→ **WHAT IS ASKED**
Tally the lines in the data below that contain the string "card", treating uppercase and lowercase as different. Reply with the count alone.

→ **RECORDS SHOWN**
────────────────

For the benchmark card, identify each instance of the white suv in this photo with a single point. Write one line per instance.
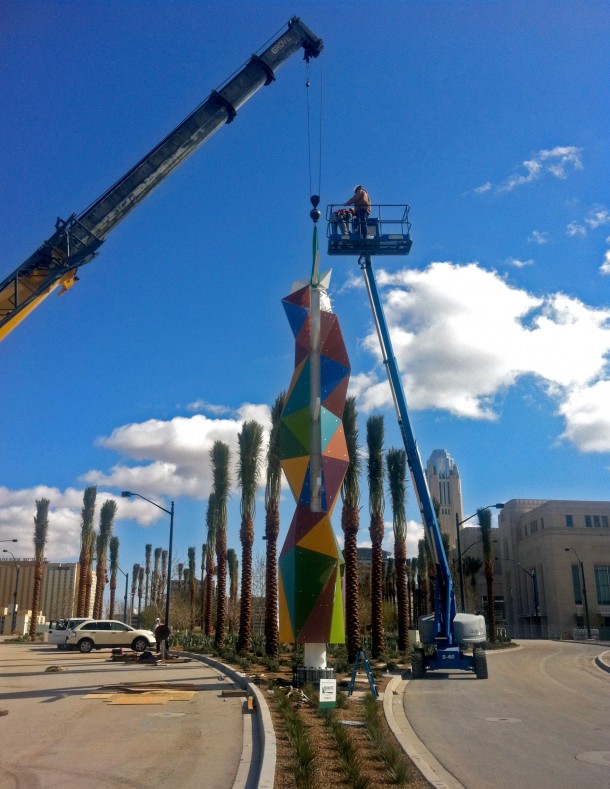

────────────────

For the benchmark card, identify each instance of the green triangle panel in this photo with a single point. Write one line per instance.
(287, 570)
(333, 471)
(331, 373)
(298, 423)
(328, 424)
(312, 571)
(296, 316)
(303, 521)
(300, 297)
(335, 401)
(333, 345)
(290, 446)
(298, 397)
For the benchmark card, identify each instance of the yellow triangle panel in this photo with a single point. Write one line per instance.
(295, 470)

────────────────

→ **RESULT**
3